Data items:
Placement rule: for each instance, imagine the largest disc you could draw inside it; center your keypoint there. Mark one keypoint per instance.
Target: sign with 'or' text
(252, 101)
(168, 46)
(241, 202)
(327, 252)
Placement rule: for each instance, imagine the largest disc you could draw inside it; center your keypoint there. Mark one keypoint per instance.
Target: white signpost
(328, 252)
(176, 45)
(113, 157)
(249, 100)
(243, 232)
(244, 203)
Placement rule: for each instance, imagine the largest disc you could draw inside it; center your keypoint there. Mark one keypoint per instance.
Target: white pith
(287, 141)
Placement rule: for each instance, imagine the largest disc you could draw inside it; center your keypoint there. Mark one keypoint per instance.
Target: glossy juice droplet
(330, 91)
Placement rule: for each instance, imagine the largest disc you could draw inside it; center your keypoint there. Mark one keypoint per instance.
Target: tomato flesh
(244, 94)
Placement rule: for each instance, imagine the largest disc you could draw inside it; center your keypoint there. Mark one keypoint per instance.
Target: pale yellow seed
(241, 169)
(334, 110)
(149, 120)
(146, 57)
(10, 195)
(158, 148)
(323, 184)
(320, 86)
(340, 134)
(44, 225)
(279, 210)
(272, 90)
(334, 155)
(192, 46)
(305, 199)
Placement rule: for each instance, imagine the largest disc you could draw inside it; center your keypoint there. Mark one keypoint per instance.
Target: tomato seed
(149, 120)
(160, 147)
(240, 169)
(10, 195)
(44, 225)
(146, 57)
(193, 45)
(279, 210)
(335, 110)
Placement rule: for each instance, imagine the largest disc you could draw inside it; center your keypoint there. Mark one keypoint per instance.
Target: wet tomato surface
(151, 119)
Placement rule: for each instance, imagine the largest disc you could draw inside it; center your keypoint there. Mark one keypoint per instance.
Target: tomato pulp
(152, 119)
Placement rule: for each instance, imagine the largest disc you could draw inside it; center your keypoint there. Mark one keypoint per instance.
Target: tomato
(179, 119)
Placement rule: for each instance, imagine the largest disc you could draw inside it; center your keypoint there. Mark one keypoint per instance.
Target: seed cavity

Task brief: Reproduce the material above, every line of it, exactly.

In response:
Placement rule: for each instance, imagine the largest disc you could draw inside it; center your keypoint there. Mark one keypoint per instance.
Target: sign with 'or' text
(252, 101)
(168, 46)
(241, 202)
(327, 252)
Placement rule: for each instance, imagine the largest disc you could draw inside it; center your keypoint there. Mark one keypoint per instance.
Target: white signpost
(328, 252)
(176, 45)
(113, 157)
(249, 100)
(243, 232)
(244, 203)
Placement rule: for each instance, imagine the largest disc you could draw inside it; center your keypoint there. Mark one keypoint per instance.
Target: white pith
(287, 141)
Placement rule: for each instance, imagine the largest disc you could draw inside it; center your keypoint there. Mark one keypoint per instance.
Target: glossy juice droplet
(330, 91)
Placement rule: for each instance, imagine the largest disc you could draw inside it; center your keypoint there. Mark one keypoint per instance.
Target: tomato flesh
(244, 94)
Placement rule: for each instance, imagine the largest disc you could draw inside it; center your keypoint there. Mark one keypoint per instance.
Target: pale yellow seed
(241, 169)
(334, 110)
(149, 120)
(146, 57)
(10, 195)
(158, 148)
(323, 184)
(320, 86)
(340, 134)
(44, 225)
(279, 210)
(272, 90)
(334, 155)
(192, 46)
(305, 199)
Placement rule: for each instance, imagine the largest disc you could draw inside it; center your keypoint there. Mark one keypoint per instance.
Target: tomato seed
(149, 120)
(160, 147)
(240, 169)
(10, 195)
(44, 225)
(146, 57)
(193, 45)
(279, 210)
(335, 110)
Placement rule: for each instance, imagine the largest disc you could draw inside it; center your keypoint there. Mark one keypoint per instance.
Target: wet tomato surface
(151, 119)
Placement rule: for each instance, imagine the largest disc you could draw inside it; center your keypoint there. Mark one keypoint per instance.
Target: tomato pulp
(152, 119)
Placement rule: for each instance, imagine the largest disc you could draw inside it; center your keypoint there. Mark one keypoint per instance.
Target: tomato
(179, 119)
Placement rule: for each instance, imagine the largest disc you could draw inside it; center your keypoint there. Mark one keypoint per instance.
Target: seed cavity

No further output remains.